Records from a dataset
....

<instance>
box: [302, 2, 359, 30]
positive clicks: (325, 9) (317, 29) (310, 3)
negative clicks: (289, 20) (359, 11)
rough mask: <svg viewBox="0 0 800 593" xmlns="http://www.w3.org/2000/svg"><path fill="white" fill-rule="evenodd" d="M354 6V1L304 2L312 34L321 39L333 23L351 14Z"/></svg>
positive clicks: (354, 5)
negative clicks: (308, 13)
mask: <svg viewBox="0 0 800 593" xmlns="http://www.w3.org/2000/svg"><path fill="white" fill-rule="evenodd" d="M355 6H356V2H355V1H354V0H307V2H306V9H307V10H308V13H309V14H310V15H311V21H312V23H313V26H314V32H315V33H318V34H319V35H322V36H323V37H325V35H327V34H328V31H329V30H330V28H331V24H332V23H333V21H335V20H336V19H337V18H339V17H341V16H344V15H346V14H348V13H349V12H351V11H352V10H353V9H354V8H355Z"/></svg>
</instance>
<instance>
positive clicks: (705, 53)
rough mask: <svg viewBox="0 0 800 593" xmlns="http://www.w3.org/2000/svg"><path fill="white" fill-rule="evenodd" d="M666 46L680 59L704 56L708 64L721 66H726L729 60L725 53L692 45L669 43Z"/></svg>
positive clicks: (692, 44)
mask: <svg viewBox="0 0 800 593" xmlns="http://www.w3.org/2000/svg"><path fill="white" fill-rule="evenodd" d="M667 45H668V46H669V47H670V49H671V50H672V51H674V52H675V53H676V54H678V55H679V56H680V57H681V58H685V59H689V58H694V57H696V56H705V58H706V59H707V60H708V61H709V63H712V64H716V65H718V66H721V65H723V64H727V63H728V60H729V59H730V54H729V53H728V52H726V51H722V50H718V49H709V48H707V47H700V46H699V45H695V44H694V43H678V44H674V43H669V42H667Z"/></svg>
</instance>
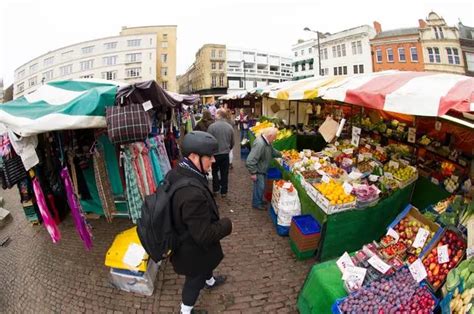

....

## Exercise directions
Reproduce the entire listing above line for line, without any changes. Omit the pictures.

## Expected answer
<instance>
box: [302, 2, 359, 30]
positive clicks: (325, 9) (317, 29) (310, 3)
negative clicks: (289, 20) (359, 11)
rough mask: <svg viewBox="0 0 800 593" xmlns="http://www.w3.org/2000/svg"><path fill="white" fill-rule="evenodd" d="M354 6V1L304 2L312 34L321 39L333 23L351 14Z"/></svg>
positive clicks: (354, 5)
negative clicks: (308, 13)
mask: <svg viewBox="0 0 800 593" xmlns="http://www.w3.org/2000/svg"><path fill="white" fill-rule="evenodd" d="M355 6H356V2H355V1H354V0H307V2H306V9H307V10H308V13H309V14H310V15H311V21H312V23H313V26H314V32H315V33H318V34H319V35H322V36H323V37H325V35H327V34H328V31H329V30H330V28H331V24H332V23H333V21H335V20H336V19H337V18H339V17H341V16H344V15H346V14H348V13H349V12H351V11H352V10H353V9H354V8H355Z"/></svg>
</instance>
<instance>
positive clicks: (705, 53)
rough mask: <svg viewBox="0 0 800 593" xmlns="http://www.w3.org/2000/svg"><path fill="white" fill-rule="evenodd" d="M666 46L680 59L704 56L708 64L721 66H726L729 60L725 53L692 45L669 43Z"/></svg>
positive clicks: (692, 44)
mask: <svg viewBox="0 0 800 593" xmlns="http://www.w3.org/2000/svg"><path fill="white" fill-rule="evenodd" d="M667 45H668V46H669V47H670V49H671V50H672V51H674V52H675V53H676V54H678V55H679V56H680V57H681V58H685V59H689V58H694V57H696V56H705V58H706V59H707V60H708V61H709V63H712V64H716V65H718V66H721V65H723V64H727V63H728V60H729V59H730V54H729V53H728V52H726V51H722V50H718V49H709V48H707V47H700V46H699V45H695V44H694V43H678V44H674V43H669V42H667Z"/></svg>
</instance>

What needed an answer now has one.